**Selected extract**:

● ● ●

War had come to the Land of Pleasant Living: A Coast Guard cutter at the Baltimore docks was blown up with plastic explosives, as was the oil terminal at Piney Point in St. Mary's County.

But the Thomas Point Lighthouse south of Annapolis was saved after alert guardsmen foiled a daring enemy attempt to approach the point in mufti.

On one side were the "enemy" -- Navy and Army commandos. On the other were the defenders -- 387 Coast Guard and Coast Guard Auxiliary officers. They had converged on the bay early in April to test techniques for protecting the nation's largest estuary from enemy attack.

For two weeks, the warriors could be seen steaming in and out of Annapolis in an assortment of vessels, while cutters patrolled deeper waters at the mouth of the Severn River, in Baltimore Harbor and at the mouth of the Potomac.

"We didn't win all our engagements," said Coast Guard Capt. Ronald G. Pickup, commander of the Marine Safety Office in Baltimore, who commanded the defending forces. "We didn't expect to.

"But from those that we weren't successful in, I think lessons were learned. We gained valuable experience . . . and I think everybody is more ready than we were prior to the exercise."

The first week was devoted to planning and training for the defense of three targets: The Coast Guard cutter Red Birch, docked at Pier 6 at the Dundalk Marine Terminal in Baltimore; the Steuart Petroleum Co.'s docks, storage tanks and barges at Piney Point, near the mouth of the Potomac in St. Mary's County; and a "Mobile Inshore Undersea Warfare Unit" at Thomas Point.

The unit was, in fact, a van laden with electronic equipment parked near the edge of the water.

Inside it, electronics experts watched radar screens to detect incursions by land, sea and air, and monitored sound waves picked up by sonar bouys placed offshore to detect underwater movement by scuba divers.

● ● ●

**Record extracts**:
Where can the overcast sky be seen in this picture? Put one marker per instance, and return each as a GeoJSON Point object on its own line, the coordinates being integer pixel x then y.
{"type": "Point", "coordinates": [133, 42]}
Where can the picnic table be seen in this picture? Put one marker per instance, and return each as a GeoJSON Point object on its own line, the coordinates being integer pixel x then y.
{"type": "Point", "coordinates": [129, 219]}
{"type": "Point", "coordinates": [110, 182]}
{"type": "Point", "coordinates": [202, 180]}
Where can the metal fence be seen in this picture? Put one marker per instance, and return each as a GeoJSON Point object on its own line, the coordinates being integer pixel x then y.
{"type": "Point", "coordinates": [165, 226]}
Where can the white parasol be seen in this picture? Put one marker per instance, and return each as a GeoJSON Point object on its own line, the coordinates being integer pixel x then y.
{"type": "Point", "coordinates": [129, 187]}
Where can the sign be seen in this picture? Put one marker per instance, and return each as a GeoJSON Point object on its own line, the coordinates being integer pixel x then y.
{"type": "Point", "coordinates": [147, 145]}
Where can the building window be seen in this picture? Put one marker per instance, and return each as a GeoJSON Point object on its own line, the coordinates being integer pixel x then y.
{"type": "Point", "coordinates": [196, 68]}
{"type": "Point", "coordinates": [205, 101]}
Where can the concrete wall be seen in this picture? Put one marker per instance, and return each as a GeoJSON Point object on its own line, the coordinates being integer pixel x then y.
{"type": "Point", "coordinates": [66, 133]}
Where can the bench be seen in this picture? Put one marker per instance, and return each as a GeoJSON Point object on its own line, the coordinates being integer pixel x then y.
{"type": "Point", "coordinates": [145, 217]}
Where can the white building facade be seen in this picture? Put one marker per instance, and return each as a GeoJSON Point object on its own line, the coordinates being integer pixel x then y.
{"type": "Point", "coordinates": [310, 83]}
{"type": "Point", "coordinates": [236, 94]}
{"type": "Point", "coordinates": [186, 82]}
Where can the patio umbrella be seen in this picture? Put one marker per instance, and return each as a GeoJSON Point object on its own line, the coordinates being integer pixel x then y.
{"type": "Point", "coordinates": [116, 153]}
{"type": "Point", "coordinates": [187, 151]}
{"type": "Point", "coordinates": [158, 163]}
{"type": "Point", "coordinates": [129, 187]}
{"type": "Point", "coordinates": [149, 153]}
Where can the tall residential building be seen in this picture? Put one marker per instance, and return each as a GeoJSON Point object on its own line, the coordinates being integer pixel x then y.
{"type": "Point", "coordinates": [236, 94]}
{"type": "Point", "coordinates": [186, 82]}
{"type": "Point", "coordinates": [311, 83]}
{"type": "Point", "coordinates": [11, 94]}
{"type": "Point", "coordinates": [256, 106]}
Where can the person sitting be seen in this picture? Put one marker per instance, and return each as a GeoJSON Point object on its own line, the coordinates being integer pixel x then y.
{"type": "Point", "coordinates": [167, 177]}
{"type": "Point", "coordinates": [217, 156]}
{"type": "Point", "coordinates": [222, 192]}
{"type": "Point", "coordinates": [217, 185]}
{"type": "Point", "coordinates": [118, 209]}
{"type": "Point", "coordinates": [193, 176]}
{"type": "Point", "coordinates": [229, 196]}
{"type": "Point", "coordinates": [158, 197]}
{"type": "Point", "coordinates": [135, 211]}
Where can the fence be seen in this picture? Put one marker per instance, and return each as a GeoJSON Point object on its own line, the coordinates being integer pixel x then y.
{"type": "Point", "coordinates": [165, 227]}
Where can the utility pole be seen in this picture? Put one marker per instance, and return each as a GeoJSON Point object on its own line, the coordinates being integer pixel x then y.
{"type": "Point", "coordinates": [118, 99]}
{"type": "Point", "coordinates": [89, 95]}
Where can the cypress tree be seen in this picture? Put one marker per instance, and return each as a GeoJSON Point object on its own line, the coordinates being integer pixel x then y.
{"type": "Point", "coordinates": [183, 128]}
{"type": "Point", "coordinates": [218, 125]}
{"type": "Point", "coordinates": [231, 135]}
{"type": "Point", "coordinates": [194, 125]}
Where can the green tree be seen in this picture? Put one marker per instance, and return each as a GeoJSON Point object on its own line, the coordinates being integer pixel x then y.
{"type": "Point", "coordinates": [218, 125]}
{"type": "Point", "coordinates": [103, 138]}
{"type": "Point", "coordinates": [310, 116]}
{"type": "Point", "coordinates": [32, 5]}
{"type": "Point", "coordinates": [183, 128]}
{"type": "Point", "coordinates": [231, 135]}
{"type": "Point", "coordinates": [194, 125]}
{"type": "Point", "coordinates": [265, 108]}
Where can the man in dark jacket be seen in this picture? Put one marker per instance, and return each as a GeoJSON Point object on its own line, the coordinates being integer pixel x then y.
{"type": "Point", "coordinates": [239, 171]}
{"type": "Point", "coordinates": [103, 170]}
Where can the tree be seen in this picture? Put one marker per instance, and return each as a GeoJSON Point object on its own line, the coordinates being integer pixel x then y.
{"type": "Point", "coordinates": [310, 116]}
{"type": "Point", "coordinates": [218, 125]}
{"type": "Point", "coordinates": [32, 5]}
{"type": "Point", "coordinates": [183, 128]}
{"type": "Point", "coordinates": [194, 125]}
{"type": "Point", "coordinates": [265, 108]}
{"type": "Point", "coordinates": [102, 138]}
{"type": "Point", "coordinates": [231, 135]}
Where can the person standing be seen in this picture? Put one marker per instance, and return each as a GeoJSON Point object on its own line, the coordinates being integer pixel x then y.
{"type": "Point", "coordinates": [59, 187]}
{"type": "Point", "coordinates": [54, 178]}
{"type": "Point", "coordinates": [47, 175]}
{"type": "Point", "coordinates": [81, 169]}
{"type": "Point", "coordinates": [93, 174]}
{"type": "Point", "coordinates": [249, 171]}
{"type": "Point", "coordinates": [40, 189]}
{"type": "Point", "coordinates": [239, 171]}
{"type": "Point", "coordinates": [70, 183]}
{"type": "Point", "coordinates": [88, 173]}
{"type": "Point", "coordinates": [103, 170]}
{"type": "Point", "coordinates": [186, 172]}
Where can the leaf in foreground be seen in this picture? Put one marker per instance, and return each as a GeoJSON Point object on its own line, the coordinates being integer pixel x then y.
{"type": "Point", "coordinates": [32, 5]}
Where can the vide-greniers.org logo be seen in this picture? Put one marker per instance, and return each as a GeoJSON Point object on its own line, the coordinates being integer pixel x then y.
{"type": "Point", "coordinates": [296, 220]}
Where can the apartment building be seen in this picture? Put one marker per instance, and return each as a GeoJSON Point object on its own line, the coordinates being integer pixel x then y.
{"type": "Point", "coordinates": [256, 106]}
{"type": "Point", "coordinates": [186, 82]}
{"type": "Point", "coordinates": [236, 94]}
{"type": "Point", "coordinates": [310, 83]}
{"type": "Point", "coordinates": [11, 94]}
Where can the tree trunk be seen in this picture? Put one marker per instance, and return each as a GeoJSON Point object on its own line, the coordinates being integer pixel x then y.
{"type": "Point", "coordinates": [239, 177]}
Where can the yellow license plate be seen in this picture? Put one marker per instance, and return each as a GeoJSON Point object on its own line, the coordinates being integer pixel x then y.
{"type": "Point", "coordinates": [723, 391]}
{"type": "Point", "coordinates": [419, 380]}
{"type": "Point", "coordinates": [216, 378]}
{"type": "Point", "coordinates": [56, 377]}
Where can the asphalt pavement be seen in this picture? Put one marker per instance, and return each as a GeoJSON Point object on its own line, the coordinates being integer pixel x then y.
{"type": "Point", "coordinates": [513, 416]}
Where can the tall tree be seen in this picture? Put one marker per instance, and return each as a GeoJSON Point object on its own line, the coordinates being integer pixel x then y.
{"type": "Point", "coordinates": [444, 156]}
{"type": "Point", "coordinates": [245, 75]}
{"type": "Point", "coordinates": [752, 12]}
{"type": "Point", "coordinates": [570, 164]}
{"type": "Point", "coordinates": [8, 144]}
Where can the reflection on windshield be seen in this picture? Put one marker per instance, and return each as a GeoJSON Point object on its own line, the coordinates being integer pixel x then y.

● ● ●

**Required work**: Please transcribe everything in the article on the bay defense exercise from "The unit was, in" down to "by scuba divers.".

**Result of the task**:
The unit was, in fact, a van laden with electronic equipment parked near the edge of the water.

Inside it, electronics experts watched radar screens to detect incursions by land, sea and air, and monitored sound waves picked up by sonar bouys placed offshore to detect underwater movement by scuba divers.